--- TASK INPUTS Enclosed Below ---
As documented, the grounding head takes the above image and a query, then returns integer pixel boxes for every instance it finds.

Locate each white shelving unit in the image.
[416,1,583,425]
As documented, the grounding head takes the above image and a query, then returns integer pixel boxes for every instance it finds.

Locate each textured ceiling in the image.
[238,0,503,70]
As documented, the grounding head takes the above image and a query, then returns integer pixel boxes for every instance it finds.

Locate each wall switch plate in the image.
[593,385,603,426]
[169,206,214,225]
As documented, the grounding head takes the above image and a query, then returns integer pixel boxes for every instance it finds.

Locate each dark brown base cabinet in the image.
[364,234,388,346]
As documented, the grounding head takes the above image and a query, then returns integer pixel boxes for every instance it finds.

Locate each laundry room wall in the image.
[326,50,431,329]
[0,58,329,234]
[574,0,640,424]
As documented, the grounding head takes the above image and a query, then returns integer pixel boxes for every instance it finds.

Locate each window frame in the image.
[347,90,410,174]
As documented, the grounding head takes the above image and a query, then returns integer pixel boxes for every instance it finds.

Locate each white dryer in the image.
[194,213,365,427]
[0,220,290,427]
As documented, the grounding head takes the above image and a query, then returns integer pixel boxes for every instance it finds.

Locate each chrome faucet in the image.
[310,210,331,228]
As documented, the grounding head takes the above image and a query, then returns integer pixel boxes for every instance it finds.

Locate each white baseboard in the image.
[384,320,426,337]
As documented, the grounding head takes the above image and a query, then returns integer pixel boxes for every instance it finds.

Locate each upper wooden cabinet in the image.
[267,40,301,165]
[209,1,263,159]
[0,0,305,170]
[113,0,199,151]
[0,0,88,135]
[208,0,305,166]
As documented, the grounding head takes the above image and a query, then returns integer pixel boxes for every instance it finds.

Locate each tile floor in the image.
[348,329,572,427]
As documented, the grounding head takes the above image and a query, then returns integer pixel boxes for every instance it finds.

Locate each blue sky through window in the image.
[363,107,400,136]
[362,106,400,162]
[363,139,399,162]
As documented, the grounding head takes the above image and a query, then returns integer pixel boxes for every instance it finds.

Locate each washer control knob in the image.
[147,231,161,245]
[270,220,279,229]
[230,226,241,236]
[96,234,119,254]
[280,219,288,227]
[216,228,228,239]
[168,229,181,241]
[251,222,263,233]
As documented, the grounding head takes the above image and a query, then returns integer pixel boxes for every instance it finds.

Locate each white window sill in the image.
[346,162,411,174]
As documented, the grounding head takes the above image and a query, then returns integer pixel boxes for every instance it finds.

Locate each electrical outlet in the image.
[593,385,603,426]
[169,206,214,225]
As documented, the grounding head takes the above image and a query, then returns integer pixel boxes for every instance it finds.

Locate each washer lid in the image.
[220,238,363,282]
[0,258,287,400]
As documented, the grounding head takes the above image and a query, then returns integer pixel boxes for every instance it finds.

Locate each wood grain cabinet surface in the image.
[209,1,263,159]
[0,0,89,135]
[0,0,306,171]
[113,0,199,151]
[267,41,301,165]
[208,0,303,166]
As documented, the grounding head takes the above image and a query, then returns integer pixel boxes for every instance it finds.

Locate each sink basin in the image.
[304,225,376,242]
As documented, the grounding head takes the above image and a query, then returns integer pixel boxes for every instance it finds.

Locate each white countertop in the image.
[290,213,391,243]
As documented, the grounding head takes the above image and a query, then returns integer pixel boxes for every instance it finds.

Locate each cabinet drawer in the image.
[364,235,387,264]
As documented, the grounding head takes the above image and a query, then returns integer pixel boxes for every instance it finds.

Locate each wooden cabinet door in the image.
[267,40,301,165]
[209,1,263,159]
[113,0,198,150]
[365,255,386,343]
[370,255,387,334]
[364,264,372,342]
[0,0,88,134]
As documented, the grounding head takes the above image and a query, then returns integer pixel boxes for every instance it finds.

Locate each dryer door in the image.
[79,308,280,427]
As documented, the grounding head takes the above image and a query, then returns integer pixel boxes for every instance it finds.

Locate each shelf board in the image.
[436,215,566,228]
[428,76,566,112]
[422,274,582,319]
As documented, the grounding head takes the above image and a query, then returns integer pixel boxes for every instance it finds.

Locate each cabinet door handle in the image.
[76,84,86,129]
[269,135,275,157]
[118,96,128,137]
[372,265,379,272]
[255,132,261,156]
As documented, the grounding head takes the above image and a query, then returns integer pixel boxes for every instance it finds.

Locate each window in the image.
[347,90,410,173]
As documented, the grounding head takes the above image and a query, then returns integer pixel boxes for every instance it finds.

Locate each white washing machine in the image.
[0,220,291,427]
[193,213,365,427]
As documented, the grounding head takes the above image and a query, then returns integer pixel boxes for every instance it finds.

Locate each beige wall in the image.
--- End of Enclosed TASK INPUTS ---
--- TASK INPUTS Enclosed Below ---
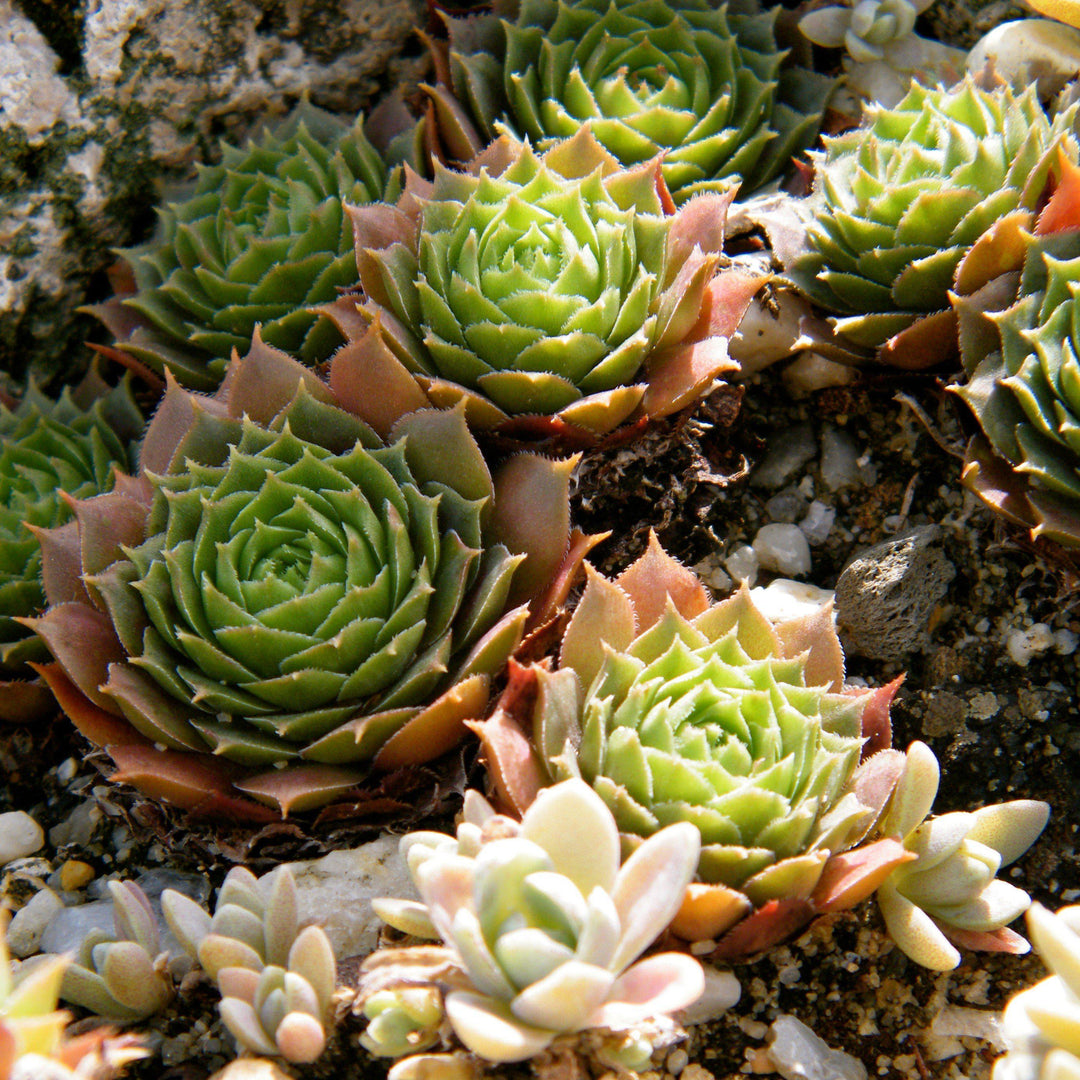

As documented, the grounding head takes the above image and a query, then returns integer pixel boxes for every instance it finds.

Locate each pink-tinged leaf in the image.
--- End of Enclosed TASK INPUTS ---
■ WORK REQUEST ■
Print only what lies in the material above starting at the line with "Locate each white washing" and ending at the line with "Locate each beige wall in the image.", every line exactly as given.

■ EXPECTED ANSWER ■
Locate each white washing machine in the image.
[0,220,291,427]
[193,213,365,427]
As documented, the grounding head takes the above image and a query, then returns integer pixel boxes for every instance it finds.

Locate each beige wall in the image.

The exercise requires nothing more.